### [Direction]
Copy out all of the items below, swapping every "one per line" for "each on its own line" and leaving everything else unchanged. Leave the pictures out of your copy.

### [Input rows]
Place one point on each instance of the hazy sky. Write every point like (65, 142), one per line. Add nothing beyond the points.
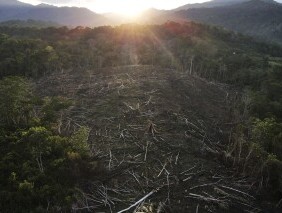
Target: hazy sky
(123, 6)
(103, 6)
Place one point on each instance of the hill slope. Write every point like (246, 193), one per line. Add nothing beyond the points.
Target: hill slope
(155, 129)
(157, 123)
(258, 18)
(71, 16)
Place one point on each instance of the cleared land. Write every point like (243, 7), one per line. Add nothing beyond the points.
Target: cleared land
(158, 134)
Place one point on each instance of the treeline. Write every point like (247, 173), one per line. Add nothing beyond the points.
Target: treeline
(41, 168)
(36, 159)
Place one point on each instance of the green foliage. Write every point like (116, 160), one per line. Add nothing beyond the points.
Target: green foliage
(38, 168)
(79, 142)
(15, 101)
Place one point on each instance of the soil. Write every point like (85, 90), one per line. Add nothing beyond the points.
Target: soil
(157, 131)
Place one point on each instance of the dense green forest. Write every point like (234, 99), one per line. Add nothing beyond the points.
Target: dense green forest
(43, 168)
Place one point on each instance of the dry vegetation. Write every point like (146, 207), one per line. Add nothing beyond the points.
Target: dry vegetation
(160, 137)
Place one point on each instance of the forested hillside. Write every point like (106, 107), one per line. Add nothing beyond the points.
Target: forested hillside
(258, 18)
(186, 116)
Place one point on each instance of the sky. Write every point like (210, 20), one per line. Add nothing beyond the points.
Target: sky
(105, 6)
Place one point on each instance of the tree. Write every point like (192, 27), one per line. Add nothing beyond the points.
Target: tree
(15, 101)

### [Response to this task]
Place one point on each instance of the hazy sky. Write every point like (65, 142), each on its own line. Add nothing beyond the points.
Target: hazy sky
(123, 6)
(103, 6)
Place one point on each instance of the hill slope. Write every point like (246, 193), each on its own line. Add nothing beyond the points.
Target: hill slope
(155, 129)
(157, 123)
(258, 18)
(71, 16)
Place one point on each instance of the cleared land. Write every point like (243, 7), each on its own line. Add nothing beyond the points.
Target: cleared land
(158, 134)
Place one point on each instance of the treeline. Write every point like (247, 173), each on its own line. Add nothing beyond the points.
Target: treeline
(41, 168)
(36, 159)
Place one point on each instance of the green foliage. Write every point like (116, 160), each on its own line. Add nothing beyond the points.
Target: green foliage
(38, 168)
(79, 142)
(15, 101)
Place one point on each instance of the soil. Write every point like (85, 90), each on its own line. Add nothing beyond the points.
Target: soil
(157, 131)
Place one point on each instance of the dense green forest. Write every point like (234, 99), each on its own line. Add nothing beyond the points.
Target: dense green forest
(43, 168)
Place one point on each instance of the dry vegetation. Write every point like (146, 207), each on its own line. Add nothing beyond the points.
Target: dry vegetation
(160, 137)
Place one point on each instance of the forested hillside. Write every point like (106, 107), each on its own line. Add nothing beyond the points.
Target: forested hillside
(258, 18)
(186, 116)
Place one point on each instance of the sky. Write every point like (210, 20), each on its own line. Add nothing beyond the points.
Target: sky
(105, 6)
Place one point on each instance of the tree. Write every point like (192, 27), each on its own line. Add nothing beyond the points.
Target: tree
(15, 101)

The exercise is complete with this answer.